Rewrite the listing below as a JSON list of strings, one string per line and no blank lines, covering the whole listing. Leave the pictures out of your answer.

────────────────────

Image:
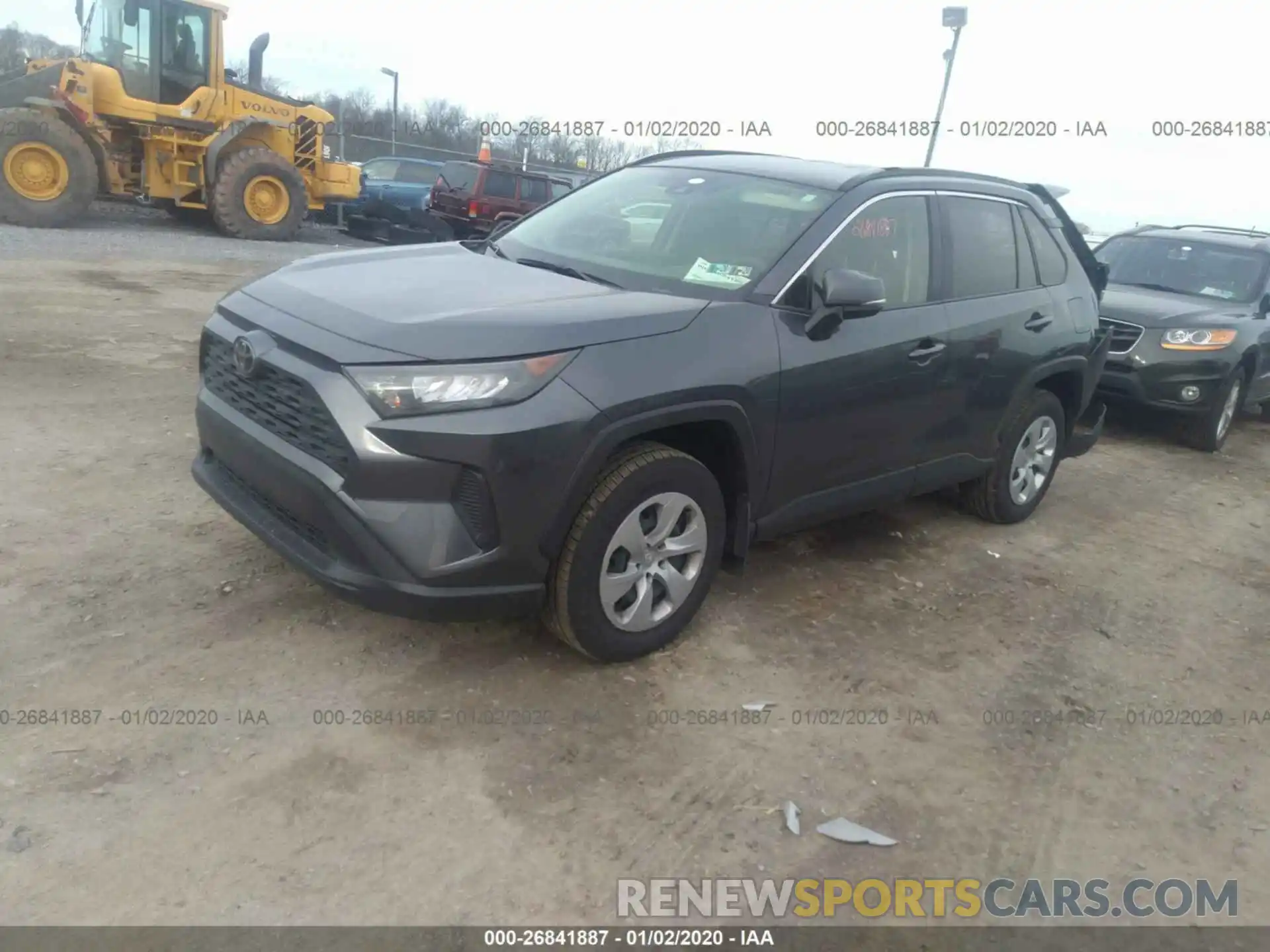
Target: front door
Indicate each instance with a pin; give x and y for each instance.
(1002, 321)
(857, 407)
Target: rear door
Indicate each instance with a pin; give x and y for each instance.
(1002, 321)
(498, 194)
(413, 184)
(454, 187)
(379, 175)
(859, 405)
(534, 193)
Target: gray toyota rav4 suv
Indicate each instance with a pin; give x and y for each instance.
(588, 415)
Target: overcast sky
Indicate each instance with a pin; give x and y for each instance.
(792, 63)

────────────────────

→ Complete response:
[
  "Image:",
  "Target: front door",
  "Indicate each instance with a pin; give x and y for each instance.",
  "(1002, 321)",
  "(857, 407)",
  "Target: rear door",
  "Indicate each instance with a pin; give x and y for each instance.",
  "(1002, 321)",
  "(498, 194)",
  "(413, 184)",
  "(454, 187)",
  "(379, 175)",
  "(859, 405)",
  "(534, 193)",
  "Target: gray toyota rav4 suv",
  "Indicate each instance with a pin; give x and y for each instance.",
  "(588, 415)",
  "Target: overcast sky",
  "Indicate each instance with a pin; give x and y for each instance.",
  "(792, 63)"
]